### EXCERPTED PASSAGE
——

Update the Input Parameters for Discovering the Nodes

Specify the required parameters in the following input files:

  • /opt/omnia/input/project_default/provision_config.yml

  • /opt/omnia/input/project_default/omnia_config_credentials.yml

  • /opt/omnia/input/project_default/software_config.json

  • /opt/omnia/input/project_default/storage_config.yml

  • /opt/omnia/input/project_default/omnia_config.yml

  • /opt/omnia/input/project_default/telemetry_config.yml

Caution

Do not remove or comment any lines in the above mentioned .yml files.

provision_config.yml

Parameter

Details

pxe_mapping_file_path

string

Optional

  • Enter the path where user has placed the PXE mapping CSV file that contains the node details for provisioning.

  • The file must follow the format: FUNCTIONAL_GROUP_NAME, GROUP_NAME, SERVICE_TAG, PARENT_SERVICE_TAG, HOSTNAME, ADMIN_MAC, ADMIN_IP, BMC_MAC, BMC_IP

  • This variable is required to discover nodes using a mapping file.

  • The headers of the .csv file are are FUNCTIONAL_GROUP_NAME, GROUP_NAME, SERVICE_TAG, PARENT_SERVICE_TAG, HOSTNAME, ADMIN_MAC, ADMIN_IP, BMC_MAC, BMC_IP

  • A sample file is provided here: /omnia/examples/pxe_mapping_file.csv

timezone

string

Required

Timezone to be used during OS provisioning. Available timezones are provided here.

Choices:

  • GMT <- default

  • EST

  • CET

  • MST

  • CST6CDT

  • PST8PDT

language

string

Required

Language to be used during OS provisioning.

Default value: en_US.UTF-8

default_lease_time

integer

Required

Default lease time for IPs assigned by DHCP. Range: 21600-86400

Default value: 86400

Note

The /opt/omnia/input/project_default/omnia_config_credentials.yml file is encrypted on the first execution of the discovery.yml or local_repo.yml playbooks.

  • To view the encrypted parameters:

    ansible-vault view omnia_config_credentials.yml --vault-password-file .omnia_config_credentials_key
    
  • To edit the encrypted parameters:

    ansible-vault edit omnia_config_credentials.yml --vault-password-file .omnia_config_credentials_key
    
software_config.json

Parameter

Mandatory/Optional

Details

cluster_os_type

Mandatory

  • Type: string

  • Specify the operating system running on the OIM and the one to be provisioned on the compute nodes.

  • Accepted value: rhel

cluster_os_version

Mandatory

  • Type: string

  • The OS Version that will be provisioned on compute nodes.

  • Accepted value: 10.0.

repo_config

Mandatory

  • Type: string

  • Omnia sets up a local Pulp repository on the OIM and downloads all the necessary packages or images for the cluster into this repository. The behavior of the Pulp container varies depending on the value of the repo_config parameter.

  • In case of always, packages are downloaded and cached on OIM during local_repo.yml execution; compute nodes get the packages from OIM. Caching these packages allows them to be reused in future operations without needing to download them again.

  • In case of partial, packages are not pre-downloaded or cached. OIM downloads from upstream URLs when needed.

——

### STORED ROWS
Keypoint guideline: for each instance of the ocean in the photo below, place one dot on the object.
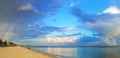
(81, 52)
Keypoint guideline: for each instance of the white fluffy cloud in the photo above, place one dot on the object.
(112, 10)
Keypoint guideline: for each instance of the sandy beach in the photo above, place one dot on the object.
(20, 52)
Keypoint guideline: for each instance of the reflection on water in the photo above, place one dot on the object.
(82, 52)
(64, 51)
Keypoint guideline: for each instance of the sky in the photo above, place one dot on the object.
(60, 22)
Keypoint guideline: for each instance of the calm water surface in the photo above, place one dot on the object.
(81, 52)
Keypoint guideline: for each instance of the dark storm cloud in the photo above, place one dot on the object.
(19, 14)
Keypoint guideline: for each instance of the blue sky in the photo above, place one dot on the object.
(61, 22)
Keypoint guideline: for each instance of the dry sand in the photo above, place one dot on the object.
(20, 52)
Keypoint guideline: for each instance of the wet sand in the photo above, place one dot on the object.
(20, 52)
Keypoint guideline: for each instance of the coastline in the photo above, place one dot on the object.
(22, 52)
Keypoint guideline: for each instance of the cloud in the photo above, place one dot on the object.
(21, 14)
(104, 24)
(30, 8)
(75, 34)
(62, 40)
(112, 10)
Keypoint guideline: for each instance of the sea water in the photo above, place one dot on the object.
(81, 52)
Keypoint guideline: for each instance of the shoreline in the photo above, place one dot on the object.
(22, 52)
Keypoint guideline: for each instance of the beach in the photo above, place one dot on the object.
(21, 52)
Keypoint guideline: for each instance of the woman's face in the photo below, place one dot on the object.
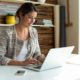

——

### SET OF TASKS
A. On the input-parameters page, what is the default value of default_lease_time?
B. How many lines of the records contain the string "water"? Case counts, and the reply should be the number alone.

### ANSWERS GIVEN
A. 86400

B. 3